* _The task_
Please transcribe the agrifood sector statement below between "Although the Department" and "in that regard.", inclusive.

* _Document excerpt_
══════

Notwithstanding the setback for agriculture, my ministerial colleague the Minister of Agriculture and Rural Development, Michelle O'Neill, believes that, as the world population grows, we have many reasons to be positive.  I agree with Minister O'Neill that there are opportunities ahead.  We must position our Departments and the sector to take full advantage.  My Department will work with DARD to improve the competitive nature of the local economy and build an industry that has the strength and resilience to withstand the types of setback recently witnessed by the local agriculture sector.  That is why I have identified the food and drink manufacturing and processing industry as a key sector for my Department to focus its employment and skills provision on.

 

Although the Department of Agriculture and Rural Development has overall policy responsibility for the development of the agrifood sector in Northern Ireland, my Department is committed to ensuring that the sector is provided with the appropriately skilled individuals whom it needs to flourish.  My Department interacts with the industry in various ways.  In higher education, it funds research and education related to the food industry.  The further education sector delivers apprenticeship training and specific in-company training.  The Department funds and performance manages the sector skills councils relating to the food industry.  The Department also funds a wide range of apprenticeship training and employability initiatives.  In 2009-2010, DEL contributed over £2 million to the food sector in that regard.

══════

* _Information provided_

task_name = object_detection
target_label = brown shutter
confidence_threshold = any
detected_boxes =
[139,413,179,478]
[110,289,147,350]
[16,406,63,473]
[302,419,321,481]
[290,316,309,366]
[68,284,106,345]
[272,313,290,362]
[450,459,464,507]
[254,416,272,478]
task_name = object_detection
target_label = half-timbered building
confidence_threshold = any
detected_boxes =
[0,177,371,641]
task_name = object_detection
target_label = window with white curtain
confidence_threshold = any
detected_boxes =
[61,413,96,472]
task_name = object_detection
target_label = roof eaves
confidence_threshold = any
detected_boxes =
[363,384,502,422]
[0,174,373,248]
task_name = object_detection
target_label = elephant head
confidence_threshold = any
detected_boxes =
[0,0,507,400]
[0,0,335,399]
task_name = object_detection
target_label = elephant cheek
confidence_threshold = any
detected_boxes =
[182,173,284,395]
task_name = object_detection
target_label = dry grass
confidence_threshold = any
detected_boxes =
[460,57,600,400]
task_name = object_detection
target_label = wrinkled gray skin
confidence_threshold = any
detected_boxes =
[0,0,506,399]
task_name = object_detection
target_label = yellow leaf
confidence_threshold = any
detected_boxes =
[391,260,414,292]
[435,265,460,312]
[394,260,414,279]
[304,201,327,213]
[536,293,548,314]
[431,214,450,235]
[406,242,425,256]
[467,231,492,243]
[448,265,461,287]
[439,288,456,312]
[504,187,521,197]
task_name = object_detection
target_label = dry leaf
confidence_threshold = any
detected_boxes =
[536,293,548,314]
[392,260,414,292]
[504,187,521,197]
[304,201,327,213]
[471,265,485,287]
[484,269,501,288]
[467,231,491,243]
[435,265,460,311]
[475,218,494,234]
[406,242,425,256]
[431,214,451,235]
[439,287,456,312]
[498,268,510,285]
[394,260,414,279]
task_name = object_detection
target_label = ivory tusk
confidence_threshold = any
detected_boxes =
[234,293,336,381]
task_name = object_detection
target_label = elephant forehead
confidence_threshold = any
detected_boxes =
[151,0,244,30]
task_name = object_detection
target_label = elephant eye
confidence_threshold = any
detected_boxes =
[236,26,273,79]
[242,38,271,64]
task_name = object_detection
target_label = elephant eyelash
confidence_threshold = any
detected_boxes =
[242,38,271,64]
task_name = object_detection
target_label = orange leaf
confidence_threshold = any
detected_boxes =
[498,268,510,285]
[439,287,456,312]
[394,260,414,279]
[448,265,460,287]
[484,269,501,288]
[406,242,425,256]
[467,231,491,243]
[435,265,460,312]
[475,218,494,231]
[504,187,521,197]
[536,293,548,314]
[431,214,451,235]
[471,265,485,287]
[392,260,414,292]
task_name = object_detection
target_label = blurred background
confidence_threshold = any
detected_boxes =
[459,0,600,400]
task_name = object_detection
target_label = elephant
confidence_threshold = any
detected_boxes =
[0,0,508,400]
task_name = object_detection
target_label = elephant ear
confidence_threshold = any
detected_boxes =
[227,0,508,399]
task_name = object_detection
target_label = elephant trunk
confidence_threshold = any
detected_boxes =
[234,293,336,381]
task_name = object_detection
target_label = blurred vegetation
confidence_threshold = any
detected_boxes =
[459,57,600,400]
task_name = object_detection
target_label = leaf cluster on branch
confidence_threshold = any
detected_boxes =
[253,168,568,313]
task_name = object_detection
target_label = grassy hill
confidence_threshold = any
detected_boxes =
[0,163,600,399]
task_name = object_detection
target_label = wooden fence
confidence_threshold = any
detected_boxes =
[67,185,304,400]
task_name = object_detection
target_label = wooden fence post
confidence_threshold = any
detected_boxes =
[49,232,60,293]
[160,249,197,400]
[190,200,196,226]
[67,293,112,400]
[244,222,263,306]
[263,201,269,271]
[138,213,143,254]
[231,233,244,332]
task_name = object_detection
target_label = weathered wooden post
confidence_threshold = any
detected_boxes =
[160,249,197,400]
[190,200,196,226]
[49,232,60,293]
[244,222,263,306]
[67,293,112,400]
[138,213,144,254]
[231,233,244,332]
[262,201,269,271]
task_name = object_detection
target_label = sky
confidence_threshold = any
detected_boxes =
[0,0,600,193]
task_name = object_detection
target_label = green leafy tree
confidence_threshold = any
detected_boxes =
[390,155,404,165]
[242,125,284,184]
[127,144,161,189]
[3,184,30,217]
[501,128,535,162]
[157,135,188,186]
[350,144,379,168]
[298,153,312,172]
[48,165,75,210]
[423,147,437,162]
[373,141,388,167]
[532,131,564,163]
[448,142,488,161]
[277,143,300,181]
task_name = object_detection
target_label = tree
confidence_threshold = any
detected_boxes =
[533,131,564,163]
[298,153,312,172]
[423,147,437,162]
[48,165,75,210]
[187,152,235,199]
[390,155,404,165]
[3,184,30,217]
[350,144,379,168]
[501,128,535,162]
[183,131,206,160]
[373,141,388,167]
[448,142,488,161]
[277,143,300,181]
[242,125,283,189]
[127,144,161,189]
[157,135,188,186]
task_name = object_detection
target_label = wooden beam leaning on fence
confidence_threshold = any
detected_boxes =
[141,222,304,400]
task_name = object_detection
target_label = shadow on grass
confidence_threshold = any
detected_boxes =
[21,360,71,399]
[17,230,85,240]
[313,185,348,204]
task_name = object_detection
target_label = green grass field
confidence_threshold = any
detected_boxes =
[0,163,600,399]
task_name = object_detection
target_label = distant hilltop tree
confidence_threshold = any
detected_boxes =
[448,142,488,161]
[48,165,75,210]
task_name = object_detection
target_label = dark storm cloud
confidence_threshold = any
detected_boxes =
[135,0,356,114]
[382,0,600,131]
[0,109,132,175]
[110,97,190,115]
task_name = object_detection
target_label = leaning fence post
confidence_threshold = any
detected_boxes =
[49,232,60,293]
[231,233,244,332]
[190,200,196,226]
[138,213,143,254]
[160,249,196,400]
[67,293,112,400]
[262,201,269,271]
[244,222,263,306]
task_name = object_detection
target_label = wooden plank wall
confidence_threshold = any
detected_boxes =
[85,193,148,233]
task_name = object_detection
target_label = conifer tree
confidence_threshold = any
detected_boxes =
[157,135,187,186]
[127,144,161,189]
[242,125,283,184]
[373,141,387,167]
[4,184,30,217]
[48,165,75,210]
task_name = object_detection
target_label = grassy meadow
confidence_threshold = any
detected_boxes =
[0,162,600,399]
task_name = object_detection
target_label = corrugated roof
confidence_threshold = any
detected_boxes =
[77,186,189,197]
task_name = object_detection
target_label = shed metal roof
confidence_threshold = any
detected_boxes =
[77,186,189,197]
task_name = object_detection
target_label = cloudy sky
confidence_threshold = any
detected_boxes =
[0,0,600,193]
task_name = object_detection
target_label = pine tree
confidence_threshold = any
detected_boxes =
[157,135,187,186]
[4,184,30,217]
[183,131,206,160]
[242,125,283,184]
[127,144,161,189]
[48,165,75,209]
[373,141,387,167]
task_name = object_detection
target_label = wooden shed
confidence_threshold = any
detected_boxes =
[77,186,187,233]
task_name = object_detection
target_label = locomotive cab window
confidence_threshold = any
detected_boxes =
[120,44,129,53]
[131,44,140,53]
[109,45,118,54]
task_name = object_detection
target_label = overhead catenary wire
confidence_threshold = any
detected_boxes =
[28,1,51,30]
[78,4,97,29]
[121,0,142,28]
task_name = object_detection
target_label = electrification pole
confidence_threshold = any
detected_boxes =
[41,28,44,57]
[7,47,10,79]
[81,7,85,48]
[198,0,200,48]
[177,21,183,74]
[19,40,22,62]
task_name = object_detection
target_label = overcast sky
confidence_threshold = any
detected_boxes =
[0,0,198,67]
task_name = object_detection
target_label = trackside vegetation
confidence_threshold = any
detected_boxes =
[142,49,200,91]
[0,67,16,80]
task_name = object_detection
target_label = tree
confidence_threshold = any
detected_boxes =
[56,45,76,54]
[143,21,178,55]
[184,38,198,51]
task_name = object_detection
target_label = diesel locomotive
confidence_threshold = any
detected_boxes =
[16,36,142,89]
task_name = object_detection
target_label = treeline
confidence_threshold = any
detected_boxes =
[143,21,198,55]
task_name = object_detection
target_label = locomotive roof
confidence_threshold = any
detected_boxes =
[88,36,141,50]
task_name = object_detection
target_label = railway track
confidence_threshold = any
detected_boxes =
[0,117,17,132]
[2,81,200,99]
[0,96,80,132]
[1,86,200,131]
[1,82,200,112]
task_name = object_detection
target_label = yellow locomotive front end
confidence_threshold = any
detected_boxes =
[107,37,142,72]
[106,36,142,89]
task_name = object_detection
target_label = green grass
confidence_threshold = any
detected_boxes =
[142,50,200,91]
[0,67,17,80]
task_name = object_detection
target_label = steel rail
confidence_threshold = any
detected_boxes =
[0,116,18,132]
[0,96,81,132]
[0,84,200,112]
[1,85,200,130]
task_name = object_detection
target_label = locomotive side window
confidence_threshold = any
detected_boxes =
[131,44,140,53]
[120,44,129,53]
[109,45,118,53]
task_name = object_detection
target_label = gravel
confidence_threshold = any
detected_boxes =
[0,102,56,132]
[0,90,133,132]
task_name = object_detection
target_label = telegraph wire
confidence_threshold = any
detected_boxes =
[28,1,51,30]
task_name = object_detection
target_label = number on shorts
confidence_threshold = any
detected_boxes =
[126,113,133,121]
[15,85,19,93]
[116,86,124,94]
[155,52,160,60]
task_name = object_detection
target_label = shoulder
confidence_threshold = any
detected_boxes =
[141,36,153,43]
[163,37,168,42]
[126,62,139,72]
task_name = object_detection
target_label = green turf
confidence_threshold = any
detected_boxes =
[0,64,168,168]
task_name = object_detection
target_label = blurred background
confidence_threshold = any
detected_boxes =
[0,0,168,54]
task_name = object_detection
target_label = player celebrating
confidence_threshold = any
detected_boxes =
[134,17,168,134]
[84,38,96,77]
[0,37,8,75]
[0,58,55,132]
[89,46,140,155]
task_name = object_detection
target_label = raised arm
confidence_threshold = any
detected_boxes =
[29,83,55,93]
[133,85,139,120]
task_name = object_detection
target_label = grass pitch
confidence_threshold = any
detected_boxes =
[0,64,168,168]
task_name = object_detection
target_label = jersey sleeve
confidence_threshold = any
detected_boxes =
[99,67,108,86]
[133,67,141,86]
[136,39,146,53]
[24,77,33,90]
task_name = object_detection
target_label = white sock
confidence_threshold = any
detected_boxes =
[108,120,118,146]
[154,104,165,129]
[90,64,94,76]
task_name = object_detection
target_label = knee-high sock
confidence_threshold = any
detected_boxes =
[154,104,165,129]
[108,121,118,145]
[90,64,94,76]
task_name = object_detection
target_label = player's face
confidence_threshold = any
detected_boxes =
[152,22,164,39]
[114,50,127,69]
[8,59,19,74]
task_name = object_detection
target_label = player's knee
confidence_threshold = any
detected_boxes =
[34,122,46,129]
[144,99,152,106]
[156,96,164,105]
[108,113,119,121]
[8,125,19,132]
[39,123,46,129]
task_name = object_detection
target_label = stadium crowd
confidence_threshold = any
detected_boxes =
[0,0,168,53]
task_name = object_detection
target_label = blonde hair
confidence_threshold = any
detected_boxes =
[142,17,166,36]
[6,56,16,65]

══════

* _Written answer_
Although the Department of Agriculture and Rural Development has overall policy responsibility for the development of the agrifood sector in Northern Ireland, my Department is committed to ensuring that the sector is provided with the appropriately skilled individuals whom it needs to flourish.  My Department interacts with the industry in various ways.  In higher education, it funds research and education related to the food industry.  The further education sector delivers apprenticeship training and specific in-company training.  The Department funds and performance manages the sector skills councils relating to the food industry.  The Department also funds a wide range of apprenticeship training and employability initiatives.  In 2009-2010, DEL contributed over £2 million to the food sector in that regard.